-- start of RECORD EXCERPTS --

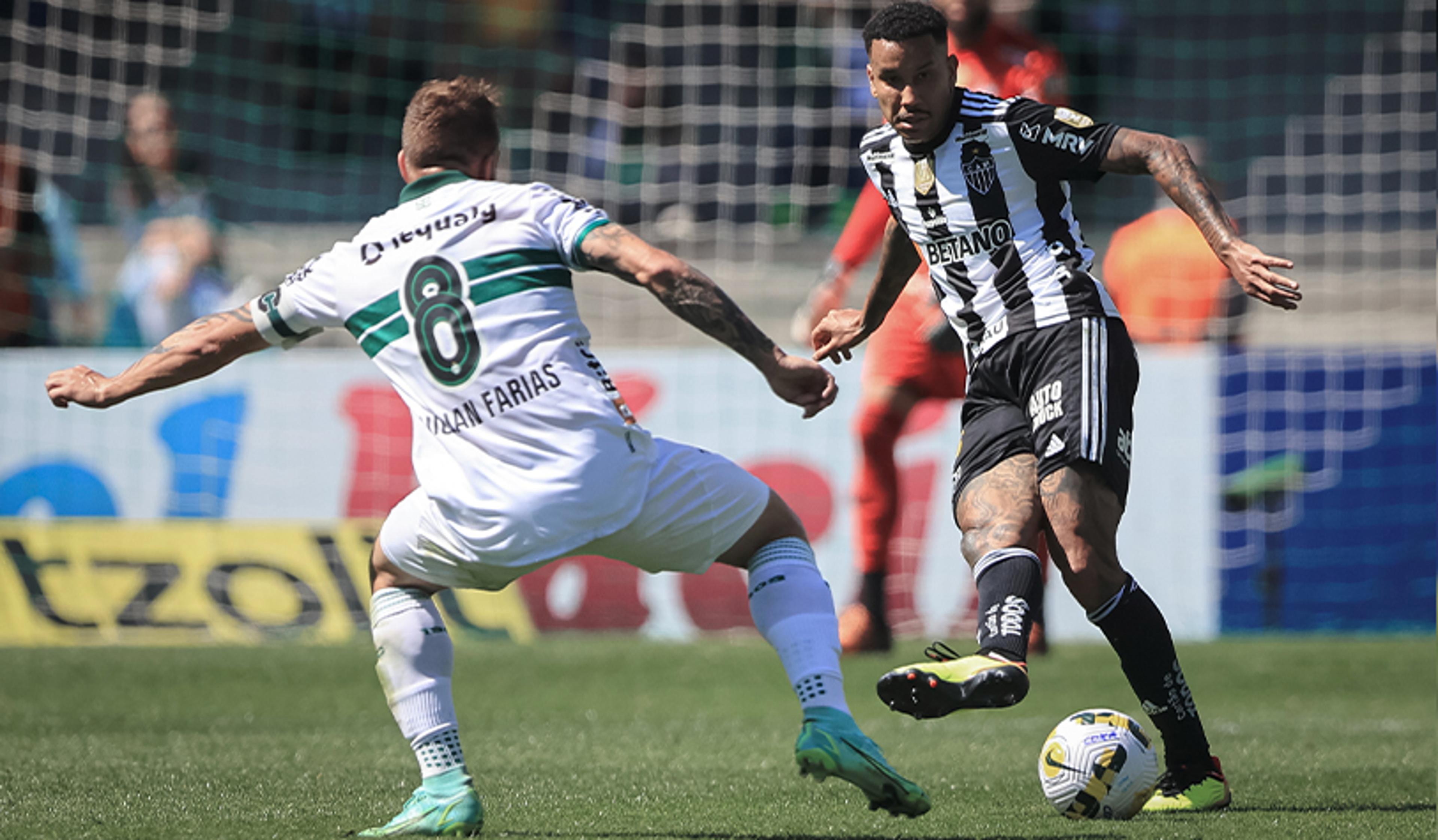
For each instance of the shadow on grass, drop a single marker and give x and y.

-- end of RECORD EXCERPTS --
-- start of RECORD EXCERPTS --

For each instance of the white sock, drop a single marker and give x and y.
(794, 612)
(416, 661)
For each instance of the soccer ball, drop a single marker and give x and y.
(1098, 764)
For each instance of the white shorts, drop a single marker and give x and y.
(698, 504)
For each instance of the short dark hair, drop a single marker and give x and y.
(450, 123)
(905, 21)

-- end of RECORD EXCERPTS --

Count the lines in the material above that contain the word "white", and give only that number.

2